> Task requirements: Wherever the word "white" turns up in a line of the entries, copy that line.

> Input for this task:
BEGIN
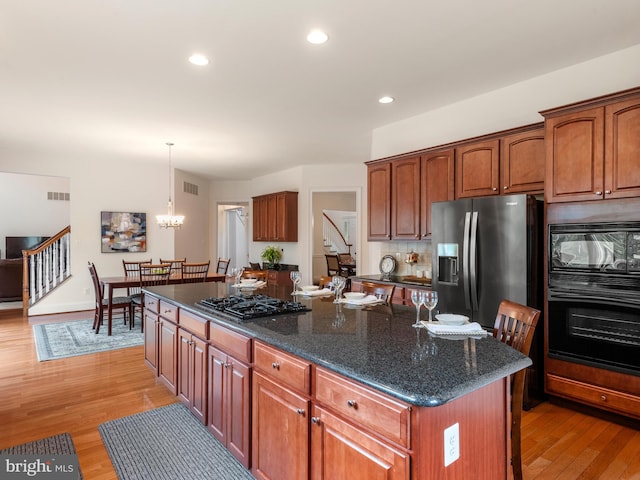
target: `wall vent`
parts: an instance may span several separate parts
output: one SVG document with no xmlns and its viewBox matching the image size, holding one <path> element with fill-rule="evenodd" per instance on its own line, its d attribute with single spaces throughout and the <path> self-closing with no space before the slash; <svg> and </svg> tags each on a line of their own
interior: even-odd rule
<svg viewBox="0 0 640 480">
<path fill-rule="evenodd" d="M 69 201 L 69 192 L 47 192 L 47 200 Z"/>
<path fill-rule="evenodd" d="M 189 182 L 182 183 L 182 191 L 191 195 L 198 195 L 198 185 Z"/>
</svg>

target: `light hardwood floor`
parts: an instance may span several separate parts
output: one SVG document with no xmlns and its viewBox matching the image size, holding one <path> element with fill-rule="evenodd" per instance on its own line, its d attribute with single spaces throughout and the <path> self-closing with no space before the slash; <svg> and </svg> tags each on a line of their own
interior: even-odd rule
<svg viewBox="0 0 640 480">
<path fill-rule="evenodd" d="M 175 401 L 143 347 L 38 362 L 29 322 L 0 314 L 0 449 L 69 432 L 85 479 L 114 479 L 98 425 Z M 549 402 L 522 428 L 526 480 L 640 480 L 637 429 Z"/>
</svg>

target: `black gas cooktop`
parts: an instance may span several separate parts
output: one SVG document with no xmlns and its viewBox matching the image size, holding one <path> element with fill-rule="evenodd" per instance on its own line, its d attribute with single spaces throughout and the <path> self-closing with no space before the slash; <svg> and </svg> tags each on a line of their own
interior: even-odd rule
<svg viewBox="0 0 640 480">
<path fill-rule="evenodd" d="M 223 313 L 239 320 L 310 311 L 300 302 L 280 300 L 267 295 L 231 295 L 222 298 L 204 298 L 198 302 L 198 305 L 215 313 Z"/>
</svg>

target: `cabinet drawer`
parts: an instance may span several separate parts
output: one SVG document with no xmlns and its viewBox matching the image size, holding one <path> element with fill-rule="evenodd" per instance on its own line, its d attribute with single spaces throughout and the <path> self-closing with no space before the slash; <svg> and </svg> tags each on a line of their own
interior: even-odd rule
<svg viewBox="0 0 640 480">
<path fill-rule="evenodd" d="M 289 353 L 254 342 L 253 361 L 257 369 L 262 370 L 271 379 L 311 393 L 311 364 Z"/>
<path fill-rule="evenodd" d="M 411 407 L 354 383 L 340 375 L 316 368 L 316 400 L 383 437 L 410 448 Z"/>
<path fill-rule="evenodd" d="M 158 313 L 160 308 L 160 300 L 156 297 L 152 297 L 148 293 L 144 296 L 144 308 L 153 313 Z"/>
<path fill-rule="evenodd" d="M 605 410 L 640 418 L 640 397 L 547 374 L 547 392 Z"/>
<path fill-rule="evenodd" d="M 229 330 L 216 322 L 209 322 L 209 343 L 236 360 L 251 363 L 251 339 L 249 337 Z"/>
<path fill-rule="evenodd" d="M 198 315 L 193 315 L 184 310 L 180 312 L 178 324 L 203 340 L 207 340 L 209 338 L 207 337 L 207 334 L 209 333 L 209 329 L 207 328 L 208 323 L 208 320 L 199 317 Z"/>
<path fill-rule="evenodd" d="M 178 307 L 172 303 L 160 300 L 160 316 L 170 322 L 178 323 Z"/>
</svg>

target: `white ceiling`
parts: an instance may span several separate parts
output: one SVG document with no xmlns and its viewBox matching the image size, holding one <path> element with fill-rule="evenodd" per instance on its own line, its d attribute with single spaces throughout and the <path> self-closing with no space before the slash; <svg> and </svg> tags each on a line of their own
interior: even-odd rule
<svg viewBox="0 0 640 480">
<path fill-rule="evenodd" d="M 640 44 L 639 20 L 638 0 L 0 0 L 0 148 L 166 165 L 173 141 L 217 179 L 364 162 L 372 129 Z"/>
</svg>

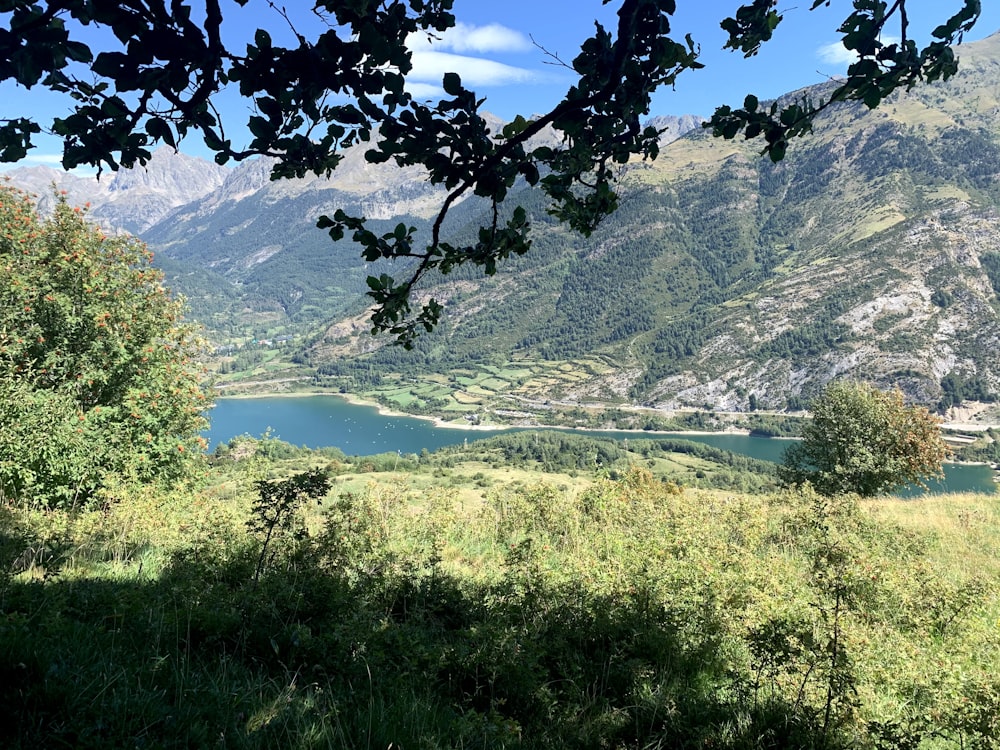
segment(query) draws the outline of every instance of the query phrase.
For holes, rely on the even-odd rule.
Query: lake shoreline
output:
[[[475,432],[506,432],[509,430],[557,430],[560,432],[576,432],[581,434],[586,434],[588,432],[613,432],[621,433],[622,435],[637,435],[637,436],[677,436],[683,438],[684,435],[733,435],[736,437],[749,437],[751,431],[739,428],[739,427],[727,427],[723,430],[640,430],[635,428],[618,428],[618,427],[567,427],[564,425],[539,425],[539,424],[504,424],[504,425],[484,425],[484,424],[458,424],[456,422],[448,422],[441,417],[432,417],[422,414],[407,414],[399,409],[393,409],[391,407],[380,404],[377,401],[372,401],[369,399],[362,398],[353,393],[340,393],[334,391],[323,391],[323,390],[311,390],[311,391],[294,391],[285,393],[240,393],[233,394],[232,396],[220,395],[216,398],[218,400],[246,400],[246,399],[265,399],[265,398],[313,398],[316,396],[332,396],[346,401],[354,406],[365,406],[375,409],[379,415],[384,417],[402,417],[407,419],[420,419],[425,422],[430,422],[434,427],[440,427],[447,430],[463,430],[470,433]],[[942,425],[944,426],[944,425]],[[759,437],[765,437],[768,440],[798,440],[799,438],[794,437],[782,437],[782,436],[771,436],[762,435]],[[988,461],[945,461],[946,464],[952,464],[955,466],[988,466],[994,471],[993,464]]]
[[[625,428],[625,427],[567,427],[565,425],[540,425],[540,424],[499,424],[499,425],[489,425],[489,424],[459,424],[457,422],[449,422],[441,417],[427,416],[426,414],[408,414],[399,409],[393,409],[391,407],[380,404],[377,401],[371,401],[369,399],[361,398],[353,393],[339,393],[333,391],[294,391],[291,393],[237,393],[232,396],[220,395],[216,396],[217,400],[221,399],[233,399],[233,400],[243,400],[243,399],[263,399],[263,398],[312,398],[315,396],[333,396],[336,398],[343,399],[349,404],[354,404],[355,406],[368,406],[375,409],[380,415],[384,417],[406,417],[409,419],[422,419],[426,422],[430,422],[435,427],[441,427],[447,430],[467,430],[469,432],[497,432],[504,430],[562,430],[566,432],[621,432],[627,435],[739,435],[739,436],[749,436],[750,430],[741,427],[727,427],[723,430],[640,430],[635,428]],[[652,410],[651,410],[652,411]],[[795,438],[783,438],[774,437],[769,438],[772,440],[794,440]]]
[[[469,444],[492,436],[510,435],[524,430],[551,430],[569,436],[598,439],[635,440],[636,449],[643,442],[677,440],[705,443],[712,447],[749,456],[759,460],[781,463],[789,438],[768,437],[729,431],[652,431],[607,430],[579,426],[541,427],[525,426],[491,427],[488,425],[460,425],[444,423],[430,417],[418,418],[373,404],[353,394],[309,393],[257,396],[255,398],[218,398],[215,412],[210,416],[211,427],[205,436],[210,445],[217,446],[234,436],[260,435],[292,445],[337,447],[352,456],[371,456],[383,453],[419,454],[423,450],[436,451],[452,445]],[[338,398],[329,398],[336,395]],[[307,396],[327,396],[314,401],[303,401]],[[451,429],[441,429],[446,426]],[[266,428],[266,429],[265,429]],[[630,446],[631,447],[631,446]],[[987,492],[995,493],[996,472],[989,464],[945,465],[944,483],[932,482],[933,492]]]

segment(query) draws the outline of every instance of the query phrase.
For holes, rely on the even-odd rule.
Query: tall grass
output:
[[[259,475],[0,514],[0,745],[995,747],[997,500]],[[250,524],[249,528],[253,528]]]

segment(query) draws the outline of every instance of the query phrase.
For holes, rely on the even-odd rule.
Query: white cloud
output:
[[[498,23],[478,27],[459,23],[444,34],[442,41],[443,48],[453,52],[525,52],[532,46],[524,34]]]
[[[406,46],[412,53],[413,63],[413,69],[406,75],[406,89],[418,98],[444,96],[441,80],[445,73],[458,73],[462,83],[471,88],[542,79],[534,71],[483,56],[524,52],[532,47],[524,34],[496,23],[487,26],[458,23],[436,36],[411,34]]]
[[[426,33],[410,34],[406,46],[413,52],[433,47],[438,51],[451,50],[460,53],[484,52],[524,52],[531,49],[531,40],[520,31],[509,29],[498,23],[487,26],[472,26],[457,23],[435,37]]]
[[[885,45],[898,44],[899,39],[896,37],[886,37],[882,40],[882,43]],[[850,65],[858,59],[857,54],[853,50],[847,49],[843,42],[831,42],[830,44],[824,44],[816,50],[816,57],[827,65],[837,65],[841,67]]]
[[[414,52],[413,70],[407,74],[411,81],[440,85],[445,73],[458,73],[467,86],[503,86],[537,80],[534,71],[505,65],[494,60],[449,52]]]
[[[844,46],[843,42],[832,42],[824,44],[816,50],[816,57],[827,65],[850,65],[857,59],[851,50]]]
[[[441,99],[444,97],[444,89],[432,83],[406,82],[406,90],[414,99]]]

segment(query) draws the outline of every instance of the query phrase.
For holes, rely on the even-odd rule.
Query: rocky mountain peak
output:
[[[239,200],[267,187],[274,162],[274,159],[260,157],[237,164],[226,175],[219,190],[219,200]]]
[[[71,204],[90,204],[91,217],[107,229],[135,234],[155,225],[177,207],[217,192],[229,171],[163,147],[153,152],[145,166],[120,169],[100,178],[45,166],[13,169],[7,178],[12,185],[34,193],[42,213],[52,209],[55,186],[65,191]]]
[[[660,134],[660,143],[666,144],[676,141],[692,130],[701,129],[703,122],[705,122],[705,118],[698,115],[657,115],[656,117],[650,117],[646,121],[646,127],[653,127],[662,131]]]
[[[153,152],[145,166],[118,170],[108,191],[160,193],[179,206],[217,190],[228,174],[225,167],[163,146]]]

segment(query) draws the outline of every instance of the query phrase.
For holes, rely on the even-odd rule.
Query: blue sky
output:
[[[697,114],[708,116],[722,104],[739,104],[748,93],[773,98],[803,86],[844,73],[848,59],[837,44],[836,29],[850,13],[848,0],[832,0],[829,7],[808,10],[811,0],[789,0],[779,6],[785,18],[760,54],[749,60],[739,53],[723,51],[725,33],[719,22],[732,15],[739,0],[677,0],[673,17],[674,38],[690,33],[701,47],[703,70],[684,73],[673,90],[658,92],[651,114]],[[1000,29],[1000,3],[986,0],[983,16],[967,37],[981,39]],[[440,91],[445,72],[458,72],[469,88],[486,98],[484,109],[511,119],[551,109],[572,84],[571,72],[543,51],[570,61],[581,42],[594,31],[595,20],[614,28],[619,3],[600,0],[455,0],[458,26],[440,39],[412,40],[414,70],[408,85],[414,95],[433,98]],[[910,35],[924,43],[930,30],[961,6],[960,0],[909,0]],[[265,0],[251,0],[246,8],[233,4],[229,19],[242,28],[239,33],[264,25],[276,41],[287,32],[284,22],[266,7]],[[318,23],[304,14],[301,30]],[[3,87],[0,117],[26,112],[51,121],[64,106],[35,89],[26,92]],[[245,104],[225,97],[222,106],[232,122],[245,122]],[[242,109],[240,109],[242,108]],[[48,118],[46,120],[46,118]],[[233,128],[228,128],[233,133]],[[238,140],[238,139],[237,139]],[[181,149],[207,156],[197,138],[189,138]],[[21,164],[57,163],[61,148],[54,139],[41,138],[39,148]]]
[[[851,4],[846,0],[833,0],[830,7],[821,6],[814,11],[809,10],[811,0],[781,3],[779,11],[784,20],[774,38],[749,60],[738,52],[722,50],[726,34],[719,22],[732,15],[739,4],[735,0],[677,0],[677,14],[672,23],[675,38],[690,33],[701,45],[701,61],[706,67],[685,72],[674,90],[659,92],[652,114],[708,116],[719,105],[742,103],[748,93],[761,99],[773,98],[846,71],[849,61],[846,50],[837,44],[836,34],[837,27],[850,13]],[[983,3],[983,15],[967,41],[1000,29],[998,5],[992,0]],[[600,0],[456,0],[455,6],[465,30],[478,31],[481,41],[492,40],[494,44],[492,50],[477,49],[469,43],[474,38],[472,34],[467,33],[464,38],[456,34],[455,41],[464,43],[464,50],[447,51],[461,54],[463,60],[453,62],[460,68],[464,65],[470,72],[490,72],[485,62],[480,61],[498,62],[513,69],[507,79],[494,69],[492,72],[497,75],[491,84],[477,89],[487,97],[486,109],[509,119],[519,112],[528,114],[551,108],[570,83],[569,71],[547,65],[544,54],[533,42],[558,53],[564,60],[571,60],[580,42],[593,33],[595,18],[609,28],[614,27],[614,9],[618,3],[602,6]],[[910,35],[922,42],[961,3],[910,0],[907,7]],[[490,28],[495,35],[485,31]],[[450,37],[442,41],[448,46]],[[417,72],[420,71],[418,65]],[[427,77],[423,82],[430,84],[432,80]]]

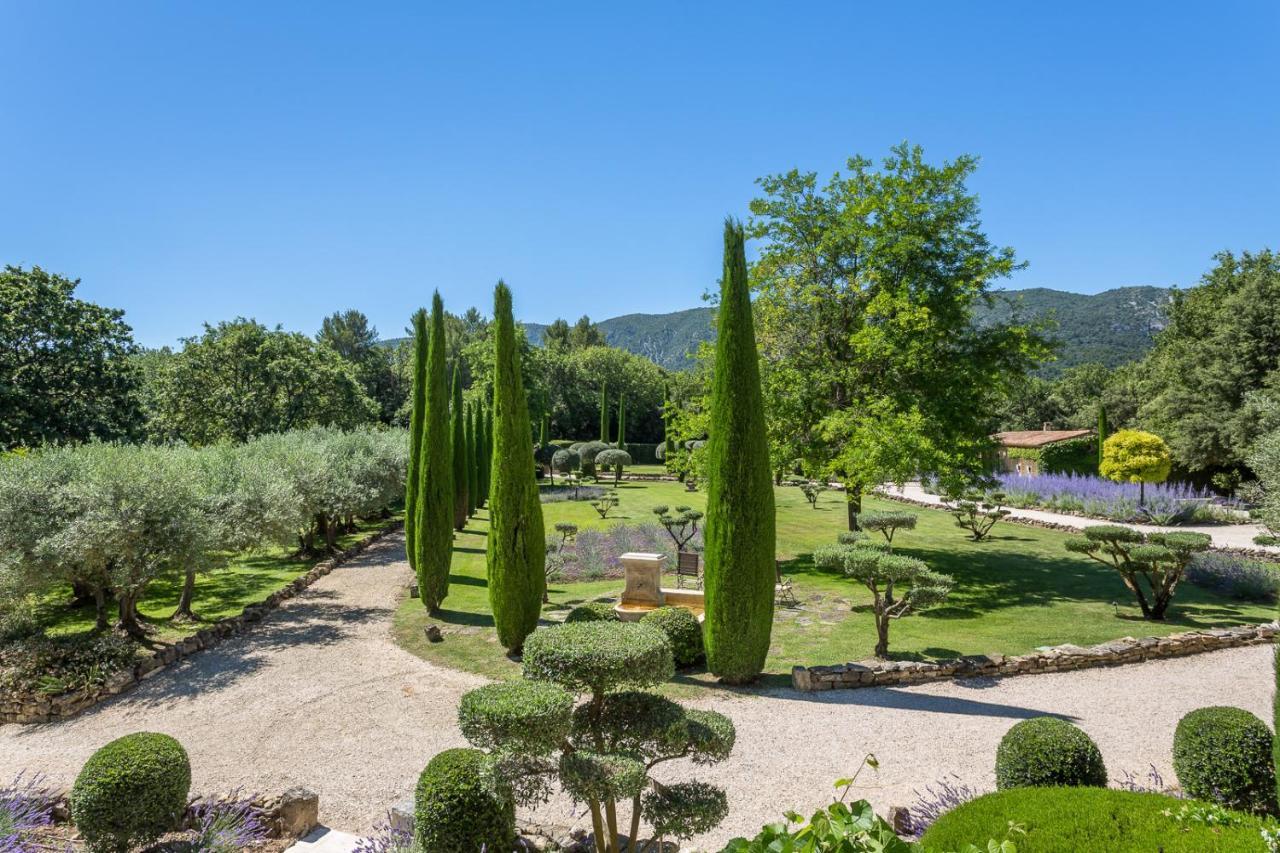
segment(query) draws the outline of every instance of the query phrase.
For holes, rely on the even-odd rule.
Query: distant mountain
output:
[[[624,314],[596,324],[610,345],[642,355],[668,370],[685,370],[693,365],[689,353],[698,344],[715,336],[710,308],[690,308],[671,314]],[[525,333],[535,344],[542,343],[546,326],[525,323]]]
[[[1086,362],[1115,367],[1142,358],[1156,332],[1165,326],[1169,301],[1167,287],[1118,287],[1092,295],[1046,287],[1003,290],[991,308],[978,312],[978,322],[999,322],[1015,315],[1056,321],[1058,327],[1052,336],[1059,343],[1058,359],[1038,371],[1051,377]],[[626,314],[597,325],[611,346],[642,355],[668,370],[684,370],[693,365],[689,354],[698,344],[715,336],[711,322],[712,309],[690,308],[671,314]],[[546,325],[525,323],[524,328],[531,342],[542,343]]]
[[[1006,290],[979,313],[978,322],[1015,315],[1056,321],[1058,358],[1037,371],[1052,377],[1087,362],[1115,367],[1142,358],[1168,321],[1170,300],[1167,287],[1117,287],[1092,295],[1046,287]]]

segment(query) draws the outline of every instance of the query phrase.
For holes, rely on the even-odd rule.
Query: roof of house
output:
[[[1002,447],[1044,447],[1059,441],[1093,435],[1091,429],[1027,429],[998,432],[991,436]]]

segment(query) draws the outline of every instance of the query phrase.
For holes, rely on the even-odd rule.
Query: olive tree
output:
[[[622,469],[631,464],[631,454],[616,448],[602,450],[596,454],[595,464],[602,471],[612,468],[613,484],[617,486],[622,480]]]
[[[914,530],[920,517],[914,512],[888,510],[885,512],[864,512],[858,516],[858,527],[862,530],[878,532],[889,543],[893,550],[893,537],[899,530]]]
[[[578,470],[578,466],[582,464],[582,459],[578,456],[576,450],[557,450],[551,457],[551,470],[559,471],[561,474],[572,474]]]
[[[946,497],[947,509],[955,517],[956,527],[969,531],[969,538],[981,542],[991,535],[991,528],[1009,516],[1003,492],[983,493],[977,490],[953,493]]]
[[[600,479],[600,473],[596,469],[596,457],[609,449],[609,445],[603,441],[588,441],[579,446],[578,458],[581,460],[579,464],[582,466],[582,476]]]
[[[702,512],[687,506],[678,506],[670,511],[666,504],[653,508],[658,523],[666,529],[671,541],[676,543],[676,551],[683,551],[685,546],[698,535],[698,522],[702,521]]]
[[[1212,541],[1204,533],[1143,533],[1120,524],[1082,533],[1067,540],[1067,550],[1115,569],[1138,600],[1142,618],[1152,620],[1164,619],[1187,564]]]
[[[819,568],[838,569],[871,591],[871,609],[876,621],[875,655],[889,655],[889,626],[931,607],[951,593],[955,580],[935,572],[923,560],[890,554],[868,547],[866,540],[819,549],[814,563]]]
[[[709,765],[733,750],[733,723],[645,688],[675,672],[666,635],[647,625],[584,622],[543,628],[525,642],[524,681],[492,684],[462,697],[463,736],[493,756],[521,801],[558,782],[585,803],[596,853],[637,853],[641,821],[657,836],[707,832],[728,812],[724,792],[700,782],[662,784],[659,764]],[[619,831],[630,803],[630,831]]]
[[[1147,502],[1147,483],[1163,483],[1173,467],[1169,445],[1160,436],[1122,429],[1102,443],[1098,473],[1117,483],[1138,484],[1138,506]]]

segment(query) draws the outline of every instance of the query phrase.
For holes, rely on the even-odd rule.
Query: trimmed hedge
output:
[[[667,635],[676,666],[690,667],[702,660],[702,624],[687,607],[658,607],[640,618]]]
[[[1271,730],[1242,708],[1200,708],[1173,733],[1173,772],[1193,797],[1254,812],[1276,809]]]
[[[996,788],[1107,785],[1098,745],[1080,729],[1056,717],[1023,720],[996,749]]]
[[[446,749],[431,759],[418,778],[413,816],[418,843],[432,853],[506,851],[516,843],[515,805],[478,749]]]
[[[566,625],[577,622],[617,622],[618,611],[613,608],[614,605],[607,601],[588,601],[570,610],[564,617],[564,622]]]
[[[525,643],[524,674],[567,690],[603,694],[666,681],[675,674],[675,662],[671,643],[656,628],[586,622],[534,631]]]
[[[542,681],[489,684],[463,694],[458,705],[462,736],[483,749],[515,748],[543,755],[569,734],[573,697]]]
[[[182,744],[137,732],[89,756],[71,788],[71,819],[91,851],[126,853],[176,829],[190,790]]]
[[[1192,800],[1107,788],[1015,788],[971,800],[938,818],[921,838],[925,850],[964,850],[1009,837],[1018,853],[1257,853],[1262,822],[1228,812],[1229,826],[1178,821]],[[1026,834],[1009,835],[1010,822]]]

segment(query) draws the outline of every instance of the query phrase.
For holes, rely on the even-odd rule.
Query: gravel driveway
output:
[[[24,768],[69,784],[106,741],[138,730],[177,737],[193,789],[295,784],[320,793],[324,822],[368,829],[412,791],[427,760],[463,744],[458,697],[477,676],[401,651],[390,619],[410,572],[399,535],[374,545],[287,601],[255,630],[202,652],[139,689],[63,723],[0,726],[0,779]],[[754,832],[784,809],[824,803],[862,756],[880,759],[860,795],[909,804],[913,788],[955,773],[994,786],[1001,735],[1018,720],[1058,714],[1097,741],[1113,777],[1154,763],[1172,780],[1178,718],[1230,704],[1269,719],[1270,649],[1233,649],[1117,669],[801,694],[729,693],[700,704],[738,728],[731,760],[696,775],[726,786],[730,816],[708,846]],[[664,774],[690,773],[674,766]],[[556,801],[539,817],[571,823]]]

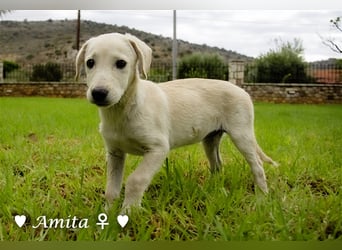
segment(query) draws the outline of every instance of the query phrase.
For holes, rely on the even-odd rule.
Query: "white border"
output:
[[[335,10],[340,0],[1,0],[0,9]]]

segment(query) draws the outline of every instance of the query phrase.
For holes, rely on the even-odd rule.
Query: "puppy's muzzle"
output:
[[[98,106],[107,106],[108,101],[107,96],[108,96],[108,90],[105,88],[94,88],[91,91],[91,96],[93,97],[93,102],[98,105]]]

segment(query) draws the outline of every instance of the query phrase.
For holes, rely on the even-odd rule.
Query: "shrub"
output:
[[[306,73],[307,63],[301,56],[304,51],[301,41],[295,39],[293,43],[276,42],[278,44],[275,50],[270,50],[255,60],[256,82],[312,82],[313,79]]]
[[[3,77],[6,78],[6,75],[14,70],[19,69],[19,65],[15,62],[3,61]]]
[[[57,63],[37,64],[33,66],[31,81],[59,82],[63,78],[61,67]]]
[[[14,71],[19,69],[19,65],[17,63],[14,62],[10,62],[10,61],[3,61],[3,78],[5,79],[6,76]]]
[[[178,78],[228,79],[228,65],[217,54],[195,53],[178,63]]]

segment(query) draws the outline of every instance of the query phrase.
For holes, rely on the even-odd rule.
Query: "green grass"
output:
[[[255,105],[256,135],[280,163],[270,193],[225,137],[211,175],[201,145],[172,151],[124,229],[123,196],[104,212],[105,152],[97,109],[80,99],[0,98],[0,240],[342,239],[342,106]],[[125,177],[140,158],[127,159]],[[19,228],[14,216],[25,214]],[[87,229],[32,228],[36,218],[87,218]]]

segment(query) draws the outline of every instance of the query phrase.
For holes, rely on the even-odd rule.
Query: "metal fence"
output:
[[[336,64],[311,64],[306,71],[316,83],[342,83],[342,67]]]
END
> Task output:
target: `white ceiling`
Query: white cloud
Query: "white border"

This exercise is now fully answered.